# EXERCISE GOAL
For the material below, return exactly the lines starting at the one holding "point | a marker on each instance of the white building" and ending at the one holding "target | awning", counting both as part of the range.

########################################

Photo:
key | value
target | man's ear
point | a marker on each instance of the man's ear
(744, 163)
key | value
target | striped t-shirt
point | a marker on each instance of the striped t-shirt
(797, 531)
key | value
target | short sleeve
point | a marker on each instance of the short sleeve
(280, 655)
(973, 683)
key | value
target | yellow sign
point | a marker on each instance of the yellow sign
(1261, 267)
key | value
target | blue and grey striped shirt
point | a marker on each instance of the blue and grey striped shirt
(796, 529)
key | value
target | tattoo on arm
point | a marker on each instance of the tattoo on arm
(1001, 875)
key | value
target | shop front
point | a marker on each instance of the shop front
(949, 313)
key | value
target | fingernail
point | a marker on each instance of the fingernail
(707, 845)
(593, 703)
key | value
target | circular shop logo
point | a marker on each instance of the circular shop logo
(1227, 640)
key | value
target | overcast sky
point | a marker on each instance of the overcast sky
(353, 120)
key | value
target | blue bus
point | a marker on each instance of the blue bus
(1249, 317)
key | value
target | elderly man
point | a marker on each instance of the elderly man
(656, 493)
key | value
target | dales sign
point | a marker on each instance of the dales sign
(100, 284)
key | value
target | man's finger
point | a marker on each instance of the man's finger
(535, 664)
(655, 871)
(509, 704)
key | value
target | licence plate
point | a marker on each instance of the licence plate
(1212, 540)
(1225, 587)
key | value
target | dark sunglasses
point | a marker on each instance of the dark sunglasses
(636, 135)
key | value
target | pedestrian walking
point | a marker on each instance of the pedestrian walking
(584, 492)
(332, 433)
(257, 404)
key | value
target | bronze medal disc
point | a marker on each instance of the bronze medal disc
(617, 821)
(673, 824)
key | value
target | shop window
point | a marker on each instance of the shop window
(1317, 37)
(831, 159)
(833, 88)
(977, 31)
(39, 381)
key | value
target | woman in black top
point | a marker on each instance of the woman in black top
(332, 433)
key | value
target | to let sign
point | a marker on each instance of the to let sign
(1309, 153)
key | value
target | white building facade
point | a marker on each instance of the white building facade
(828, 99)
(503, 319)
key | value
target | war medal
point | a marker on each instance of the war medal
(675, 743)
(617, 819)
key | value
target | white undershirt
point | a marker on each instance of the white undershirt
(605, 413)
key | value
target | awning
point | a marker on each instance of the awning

########################################

# WRITTEN SOLUTION
point | a marker on each instance of the white building facade
(828, 99)
(503, 319)
key | value
target | war medal
point | a marker on each instance of the war medal
(675, 743)
(617, 819)
key | value
target | white undershirt
point | a marker on each instance of the white undershirt
(605, 413)
key | value
target | awning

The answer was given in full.